**** Excerpted data ****
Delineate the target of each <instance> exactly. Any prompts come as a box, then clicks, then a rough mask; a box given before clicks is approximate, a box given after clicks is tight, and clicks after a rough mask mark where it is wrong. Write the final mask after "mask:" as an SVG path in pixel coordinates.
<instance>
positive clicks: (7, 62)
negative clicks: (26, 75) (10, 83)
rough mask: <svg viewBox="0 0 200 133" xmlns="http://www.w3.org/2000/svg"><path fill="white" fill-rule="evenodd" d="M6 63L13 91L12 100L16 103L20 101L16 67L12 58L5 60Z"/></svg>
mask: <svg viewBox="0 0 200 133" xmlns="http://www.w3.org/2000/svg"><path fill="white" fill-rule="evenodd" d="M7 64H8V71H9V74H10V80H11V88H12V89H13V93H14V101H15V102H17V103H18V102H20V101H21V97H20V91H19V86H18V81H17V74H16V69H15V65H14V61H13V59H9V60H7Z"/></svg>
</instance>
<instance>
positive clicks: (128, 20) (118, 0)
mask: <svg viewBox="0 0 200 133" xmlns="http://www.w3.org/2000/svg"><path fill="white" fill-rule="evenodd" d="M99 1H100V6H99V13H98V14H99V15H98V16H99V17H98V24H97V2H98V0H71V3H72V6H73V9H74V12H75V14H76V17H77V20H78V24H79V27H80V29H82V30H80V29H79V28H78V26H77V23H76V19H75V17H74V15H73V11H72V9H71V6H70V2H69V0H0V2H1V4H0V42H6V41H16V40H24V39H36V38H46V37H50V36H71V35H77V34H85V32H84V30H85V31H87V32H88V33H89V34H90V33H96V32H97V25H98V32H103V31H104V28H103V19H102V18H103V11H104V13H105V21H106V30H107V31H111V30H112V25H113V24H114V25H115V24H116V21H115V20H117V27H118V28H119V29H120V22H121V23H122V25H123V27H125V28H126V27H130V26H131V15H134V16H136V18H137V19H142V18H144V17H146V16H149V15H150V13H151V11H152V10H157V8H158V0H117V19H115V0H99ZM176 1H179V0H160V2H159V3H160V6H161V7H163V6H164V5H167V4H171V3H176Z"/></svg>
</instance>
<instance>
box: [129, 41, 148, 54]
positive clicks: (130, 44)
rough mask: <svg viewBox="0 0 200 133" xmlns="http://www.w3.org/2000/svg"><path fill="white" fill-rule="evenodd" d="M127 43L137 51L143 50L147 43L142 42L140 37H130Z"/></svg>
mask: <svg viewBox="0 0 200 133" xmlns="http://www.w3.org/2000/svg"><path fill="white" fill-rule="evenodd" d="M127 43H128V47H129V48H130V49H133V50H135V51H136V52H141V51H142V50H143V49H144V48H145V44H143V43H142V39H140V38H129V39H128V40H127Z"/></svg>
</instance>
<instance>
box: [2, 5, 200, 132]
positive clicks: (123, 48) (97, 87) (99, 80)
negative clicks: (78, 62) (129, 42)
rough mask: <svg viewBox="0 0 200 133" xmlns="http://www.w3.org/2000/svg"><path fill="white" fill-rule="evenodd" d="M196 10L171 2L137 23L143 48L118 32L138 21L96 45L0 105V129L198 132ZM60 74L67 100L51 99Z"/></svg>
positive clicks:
****
**** Excerpted data ****
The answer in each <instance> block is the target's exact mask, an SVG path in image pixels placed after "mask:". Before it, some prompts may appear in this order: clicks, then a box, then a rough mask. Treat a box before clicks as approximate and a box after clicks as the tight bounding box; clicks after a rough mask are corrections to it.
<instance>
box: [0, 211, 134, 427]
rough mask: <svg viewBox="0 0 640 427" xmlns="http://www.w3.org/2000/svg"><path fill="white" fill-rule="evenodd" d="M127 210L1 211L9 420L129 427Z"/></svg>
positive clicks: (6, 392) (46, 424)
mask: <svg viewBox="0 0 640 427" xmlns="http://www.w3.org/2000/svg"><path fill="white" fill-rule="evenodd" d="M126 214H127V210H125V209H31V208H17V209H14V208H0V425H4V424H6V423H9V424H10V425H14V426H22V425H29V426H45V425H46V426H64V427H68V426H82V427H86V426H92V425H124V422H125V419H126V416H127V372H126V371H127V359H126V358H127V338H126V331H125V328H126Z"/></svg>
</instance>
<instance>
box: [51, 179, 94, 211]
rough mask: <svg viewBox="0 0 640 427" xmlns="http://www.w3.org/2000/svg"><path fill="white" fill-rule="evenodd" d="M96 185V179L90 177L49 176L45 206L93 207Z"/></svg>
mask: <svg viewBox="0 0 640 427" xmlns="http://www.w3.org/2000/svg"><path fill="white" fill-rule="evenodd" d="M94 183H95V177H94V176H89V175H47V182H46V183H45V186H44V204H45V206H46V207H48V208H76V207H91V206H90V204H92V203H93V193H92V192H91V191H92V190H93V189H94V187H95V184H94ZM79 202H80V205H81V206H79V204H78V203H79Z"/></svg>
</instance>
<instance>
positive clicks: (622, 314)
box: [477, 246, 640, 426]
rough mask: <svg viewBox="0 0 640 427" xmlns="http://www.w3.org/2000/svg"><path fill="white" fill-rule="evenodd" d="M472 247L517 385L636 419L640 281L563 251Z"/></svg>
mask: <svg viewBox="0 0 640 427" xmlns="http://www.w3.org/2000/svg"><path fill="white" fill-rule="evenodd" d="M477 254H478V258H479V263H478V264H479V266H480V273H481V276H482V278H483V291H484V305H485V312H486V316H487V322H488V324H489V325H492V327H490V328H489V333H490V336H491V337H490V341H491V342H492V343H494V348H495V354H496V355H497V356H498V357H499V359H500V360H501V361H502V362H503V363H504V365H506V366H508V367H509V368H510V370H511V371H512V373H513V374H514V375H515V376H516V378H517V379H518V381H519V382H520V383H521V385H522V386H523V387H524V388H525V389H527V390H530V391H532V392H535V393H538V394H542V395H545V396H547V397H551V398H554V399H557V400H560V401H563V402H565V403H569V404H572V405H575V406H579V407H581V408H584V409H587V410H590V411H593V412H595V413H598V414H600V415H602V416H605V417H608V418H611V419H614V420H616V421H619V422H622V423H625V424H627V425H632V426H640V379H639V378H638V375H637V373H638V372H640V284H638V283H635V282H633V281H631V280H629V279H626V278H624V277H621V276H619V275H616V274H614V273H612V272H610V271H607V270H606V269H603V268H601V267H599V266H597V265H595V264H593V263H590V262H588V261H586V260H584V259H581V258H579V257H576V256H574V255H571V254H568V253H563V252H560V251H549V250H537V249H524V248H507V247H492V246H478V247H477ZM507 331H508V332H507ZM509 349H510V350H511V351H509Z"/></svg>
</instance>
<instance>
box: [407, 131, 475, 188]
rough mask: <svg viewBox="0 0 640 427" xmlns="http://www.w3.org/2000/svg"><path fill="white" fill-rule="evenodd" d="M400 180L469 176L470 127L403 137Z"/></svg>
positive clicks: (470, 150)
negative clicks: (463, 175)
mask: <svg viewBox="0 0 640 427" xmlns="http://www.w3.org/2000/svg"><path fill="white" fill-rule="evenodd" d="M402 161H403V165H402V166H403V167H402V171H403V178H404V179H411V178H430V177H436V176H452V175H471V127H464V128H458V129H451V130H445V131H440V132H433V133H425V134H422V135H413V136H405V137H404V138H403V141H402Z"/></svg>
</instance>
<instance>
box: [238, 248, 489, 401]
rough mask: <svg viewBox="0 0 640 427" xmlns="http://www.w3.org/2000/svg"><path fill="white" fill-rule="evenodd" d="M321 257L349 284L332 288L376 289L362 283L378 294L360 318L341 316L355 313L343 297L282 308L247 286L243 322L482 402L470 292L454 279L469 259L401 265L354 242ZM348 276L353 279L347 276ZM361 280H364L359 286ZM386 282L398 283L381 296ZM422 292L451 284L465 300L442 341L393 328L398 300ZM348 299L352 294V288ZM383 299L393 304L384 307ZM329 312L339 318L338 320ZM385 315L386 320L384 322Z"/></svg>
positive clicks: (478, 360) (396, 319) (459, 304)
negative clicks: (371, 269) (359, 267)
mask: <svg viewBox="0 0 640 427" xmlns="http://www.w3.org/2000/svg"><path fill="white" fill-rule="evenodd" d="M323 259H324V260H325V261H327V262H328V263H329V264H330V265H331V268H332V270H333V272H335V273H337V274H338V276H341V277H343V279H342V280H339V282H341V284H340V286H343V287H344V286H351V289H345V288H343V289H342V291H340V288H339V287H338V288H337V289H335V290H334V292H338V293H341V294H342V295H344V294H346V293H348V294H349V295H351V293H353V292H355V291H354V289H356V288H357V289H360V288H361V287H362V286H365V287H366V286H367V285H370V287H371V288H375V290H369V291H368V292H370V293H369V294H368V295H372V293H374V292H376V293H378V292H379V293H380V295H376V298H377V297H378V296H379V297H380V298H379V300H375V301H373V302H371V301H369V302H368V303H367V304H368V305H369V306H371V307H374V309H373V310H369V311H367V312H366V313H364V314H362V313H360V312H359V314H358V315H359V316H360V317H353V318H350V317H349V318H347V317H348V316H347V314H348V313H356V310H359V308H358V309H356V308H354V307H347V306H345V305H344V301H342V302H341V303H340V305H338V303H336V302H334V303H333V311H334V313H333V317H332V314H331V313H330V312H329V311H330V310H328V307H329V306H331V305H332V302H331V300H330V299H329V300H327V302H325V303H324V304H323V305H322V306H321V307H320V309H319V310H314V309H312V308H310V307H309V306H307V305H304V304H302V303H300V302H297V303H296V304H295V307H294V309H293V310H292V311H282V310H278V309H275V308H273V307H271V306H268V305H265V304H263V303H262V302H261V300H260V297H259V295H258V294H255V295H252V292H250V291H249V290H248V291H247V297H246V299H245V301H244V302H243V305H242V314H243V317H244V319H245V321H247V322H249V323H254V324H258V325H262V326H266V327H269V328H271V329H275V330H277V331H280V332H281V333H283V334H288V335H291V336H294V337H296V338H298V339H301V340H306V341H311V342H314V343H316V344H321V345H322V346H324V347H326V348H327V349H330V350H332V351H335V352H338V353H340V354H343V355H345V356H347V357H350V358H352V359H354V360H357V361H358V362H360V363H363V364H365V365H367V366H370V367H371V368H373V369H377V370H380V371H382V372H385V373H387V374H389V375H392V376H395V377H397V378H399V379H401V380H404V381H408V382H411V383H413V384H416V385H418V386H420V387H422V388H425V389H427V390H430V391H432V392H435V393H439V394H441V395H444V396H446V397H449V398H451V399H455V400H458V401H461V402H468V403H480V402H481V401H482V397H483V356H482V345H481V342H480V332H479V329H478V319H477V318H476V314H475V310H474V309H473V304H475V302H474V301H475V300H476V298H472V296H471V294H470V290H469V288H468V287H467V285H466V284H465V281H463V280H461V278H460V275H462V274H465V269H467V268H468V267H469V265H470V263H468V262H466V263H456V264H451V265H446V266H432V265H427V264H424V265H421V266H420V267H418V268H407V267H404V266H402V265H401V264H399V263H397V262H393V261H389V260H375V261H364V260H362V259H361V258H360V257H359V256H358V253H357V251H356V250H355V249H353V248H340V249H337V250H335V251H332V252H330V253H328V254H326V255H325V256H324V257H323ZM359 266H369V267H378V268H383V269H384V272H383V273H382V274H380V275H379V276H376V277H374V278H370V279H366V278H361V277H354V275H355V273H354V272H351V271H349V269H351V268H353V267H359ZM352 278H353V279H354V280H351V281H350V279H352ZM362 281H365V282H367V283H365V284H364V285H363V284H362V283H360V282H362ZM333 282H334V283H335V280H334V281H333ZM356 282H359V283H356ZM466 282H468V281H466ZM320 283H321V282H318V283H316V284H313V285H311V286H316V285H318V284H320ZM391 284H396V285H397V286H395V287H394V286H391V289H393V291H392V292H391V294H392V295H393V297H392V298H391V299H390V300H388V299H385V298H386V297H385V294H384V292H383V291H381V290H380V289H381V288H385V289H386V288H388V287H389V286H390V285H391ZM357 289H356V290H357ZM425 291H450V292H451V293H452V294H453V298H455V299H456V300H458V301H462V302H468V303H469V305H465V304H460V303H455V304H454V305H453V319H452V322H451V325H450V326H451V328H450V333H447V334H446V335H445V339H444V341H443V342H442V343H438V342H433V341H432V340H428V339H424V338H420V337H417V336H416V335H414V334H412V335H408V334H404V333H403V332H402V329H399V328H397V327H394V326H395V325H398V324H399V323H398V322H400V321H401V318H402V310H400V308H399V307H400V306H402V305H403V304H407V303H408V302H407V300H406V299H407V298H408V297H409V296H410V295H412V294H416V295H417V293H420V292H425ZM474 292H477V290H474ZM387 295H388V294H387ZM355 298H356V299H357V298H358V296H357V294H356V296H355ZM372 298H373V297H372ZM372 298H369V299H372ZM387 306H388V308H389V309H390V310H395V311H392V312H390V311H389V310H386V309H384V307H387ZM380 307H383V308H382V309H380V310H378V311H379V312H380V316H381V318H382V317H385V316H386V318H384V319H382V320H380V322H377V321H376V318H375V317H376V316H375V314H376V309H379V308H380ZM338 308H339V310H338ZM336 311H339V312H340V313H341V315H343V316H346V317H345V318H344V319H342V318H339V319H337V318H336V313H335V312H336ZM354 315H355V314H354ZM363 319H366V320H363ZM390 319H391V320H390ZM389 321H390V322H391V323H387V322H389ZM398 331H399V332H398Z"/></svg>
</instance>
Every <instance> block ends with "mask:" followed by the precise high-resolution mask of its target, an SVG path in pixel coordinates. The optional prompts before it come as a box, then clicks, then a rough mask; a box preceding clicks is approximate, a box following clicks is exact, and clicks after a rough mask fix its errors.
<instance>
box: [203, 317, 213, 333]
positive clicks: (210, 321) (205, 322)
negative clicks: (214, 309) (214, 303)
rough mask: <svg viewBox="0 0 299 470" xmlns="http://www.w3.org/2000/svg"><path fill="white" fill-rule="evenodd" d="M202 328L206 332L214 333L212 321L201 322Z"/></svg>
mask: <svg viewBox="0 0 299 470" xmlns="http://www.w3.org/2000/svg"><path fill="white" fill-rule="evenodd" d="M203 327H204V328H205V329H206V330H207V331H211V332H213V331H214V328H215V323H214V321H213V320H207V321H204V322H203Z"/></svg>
****
**** Excerpted data ****
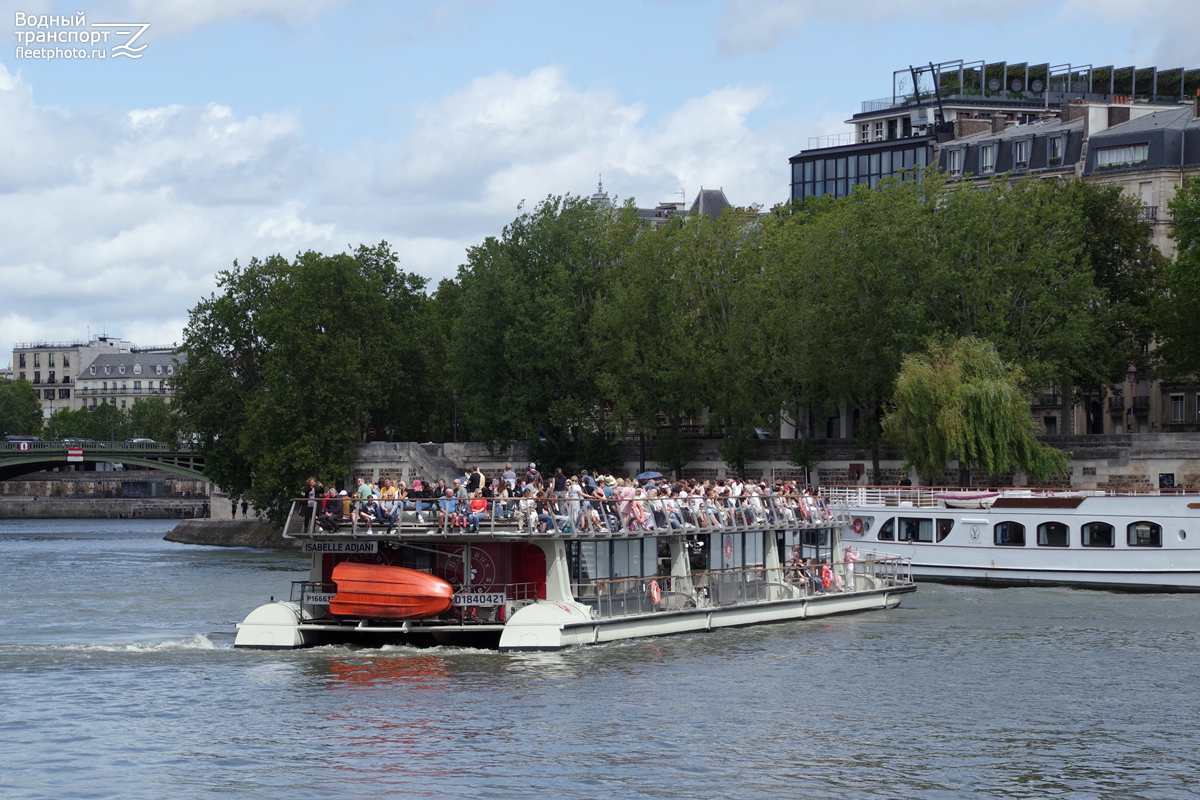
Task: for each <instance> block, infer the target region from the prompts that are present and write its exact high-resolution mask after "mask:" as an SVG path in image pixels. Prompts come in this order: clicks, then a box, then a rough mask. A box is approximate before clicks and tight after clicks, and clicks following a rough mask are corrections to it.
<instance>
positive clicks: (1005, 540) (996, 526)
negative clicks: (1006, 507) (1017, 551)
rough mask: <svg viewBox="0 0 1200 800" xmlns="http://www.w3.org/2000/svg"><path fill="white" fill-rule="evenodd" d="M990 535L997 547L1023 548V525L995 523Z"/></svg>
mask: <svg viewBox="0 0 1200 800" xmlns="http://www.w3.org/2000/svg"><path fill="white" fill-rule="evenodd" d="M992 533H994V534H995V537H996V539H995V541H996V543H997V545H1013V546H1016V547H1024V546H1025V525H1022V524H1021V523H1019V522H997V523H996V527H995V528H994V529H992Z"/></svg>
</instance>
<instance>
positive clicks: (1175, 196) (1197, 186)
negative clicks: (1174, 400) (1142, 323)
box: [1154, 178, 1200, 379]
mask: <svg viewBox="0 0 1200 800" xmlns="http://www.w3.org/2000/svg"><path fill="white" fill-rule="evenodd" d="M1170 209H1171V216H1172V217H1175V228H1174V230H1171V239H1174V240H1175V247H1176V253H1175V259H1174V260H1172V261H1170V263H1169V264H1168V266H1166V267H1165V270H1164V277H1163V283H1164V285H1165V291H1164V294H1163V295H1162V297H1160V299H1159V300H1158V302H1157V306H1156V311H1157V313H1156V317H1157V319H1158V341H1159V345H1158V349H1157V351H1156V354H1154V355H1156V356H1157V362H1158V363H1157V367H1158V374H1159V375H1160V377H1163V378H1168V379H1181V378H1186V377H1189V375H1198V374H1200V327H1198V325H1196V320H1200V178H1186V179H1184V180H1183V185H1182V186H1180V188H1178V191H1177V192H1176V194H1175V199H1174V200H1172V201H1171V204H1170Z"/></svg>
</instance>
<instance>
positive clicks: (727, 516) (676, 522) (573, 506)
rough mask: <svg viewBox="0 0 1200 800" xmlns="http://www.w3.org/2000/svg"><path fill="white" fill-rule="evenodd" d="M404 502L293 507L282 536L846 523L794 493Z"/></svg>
****
- _Problem_
Using the data above, transcribe the lines that run from the line with "box: [51, 179, 94, 211]" to the line with "box: [477, 246, 640, 426]", both ends kept, and output nothing else.

- _Exercise output_
box: [51, 179, 94, 211]
rough mask: <svg viewBox="0 0 640 427" xmlns="http://www.w3.org/2000/svg"><path fill="white" fill-rule="evenodd" d="M96 185V179L90 177L49 176L45 206L93 207Z"/></svg>
mask: <svg viewBox="0 0 640 427" xmlns="http://www.w3.org/2000/svg"><path fill="white" fill-rule="evenodd" d="M94 183H95V177H94V176H89V175H47V182H46V183H45V186H44V204H45V206H46V207H48V208H76V207H91V206H90V204H92V203H93V193H92V192H91V191H92V190H93V189H94V187H95V184H94ZM79 202H80V205H81V206H79V204H78V203H79Z"/></svg>
</instance>
<instance>
positive clicks: (622, 314)
box: [477, 246, 640, 426]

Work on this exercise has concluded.